Select each line in the rows below that contains the string "flower", and copy those lines. Matching is case-sensitive.

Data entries
══════════════════════════════

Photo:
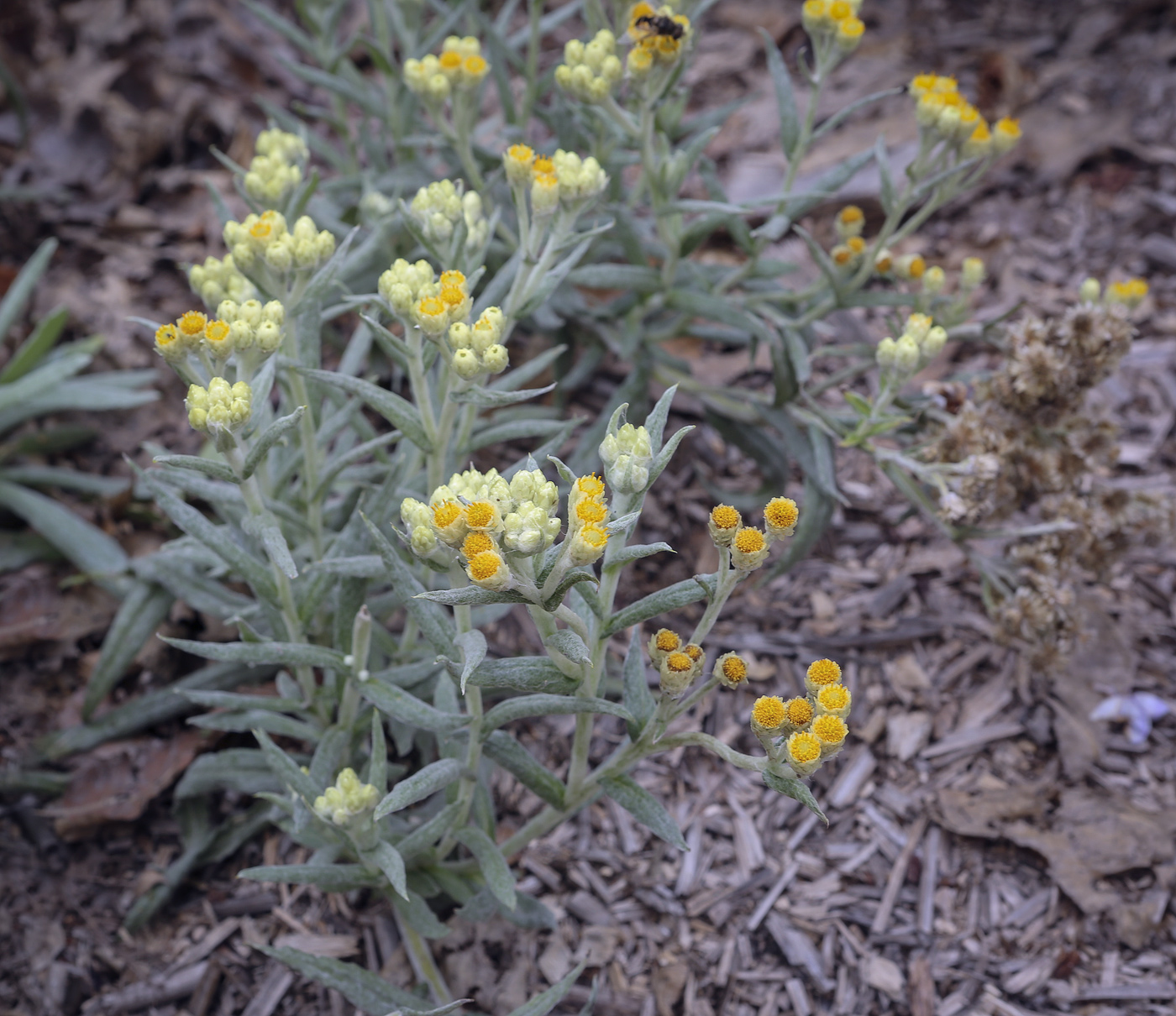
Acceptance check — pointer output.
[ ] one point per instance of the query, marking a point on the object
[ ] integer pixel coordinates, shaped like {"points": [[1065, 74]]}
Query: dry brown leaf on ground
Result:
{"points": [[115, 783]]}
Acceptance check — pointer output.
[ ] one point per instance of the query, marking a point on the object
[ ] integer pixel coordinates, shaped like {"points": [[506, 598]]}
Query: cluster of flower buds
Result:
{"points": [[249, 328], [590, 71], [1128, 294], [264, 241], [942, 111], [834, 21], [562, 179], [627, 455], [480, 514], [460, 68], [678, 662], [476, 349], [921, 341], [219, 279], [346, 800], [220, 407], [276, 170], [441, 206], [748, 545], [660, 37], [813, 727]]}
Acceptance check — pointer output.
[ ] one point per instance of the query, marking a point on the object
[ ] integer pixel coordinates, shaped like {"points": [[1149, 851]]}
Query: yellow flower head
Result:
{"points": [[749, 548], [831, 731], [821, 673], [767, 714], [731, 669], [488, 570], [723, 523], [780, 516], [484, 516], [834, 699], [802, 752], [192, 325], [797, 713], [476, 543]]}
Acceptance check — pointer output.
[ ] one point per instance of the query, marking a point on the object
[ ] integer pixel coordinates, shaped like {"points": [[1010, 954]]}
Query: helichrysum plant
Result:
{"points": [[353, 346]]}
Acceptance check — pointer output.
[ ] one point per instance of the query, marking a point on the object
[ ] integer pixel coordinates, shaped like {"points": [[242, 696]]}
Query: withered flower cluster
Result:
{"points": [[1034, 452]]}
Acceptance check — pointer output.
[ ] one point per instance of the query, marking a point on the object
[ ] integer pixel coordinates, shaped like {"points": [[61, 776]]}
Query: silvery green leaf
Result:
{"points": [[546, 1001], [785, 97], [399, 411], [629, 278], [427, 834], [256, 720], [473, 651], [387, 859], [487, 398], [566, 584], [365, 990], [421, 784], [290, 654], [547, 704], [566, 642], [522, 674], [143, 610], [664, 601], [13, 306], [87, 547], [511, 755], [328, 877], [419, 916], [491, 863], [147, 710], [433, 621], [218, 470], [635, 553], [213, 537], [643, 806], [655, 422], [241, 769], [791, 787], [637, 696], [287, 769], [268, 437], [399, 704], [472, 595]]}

══════════════════════════════

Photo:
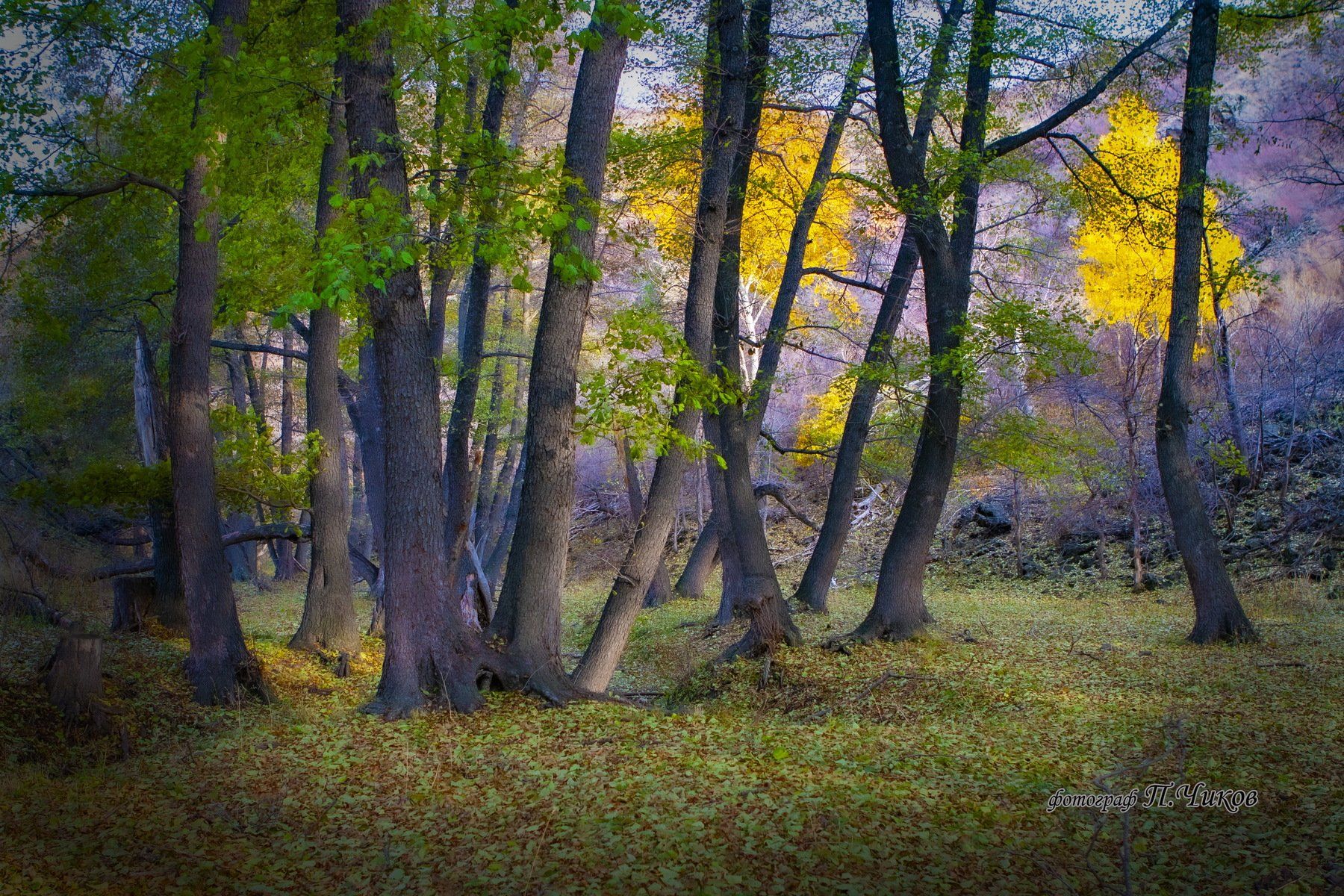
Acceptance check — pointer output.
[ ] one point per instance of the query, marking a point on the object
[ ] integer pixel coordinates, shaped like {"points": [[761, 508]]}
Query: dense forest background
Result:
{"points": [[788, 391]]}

══════════════════════════════

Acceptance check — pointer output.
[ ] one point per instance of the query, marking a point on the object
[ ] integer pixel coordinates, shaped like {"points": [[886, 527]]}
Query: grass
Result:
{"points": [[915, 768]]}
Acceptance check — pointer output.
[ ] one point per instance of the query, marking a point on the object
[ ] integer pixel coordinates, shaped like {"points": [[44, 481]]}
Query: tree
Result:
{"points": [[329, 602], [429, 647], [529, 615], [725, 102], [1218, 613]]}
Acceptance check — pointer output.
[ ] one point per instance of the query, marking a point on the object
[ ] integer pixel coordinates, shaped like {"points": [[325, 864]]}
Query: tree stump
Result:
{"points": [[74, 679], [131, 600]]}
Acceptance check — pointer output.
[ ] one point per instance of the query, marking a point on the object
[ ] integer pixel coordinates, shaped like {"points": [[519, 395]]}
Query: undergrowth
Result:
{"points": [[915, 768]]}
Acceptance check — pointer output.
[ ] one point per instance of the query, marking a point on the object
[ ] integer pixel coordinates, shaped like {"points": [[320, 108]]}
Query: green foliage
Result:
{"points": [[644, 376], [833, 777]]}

══════════════════════════════

FINAL ANSWER
Query: cluster of flower buds
Query: yellow flower head
Query: withered flower cluster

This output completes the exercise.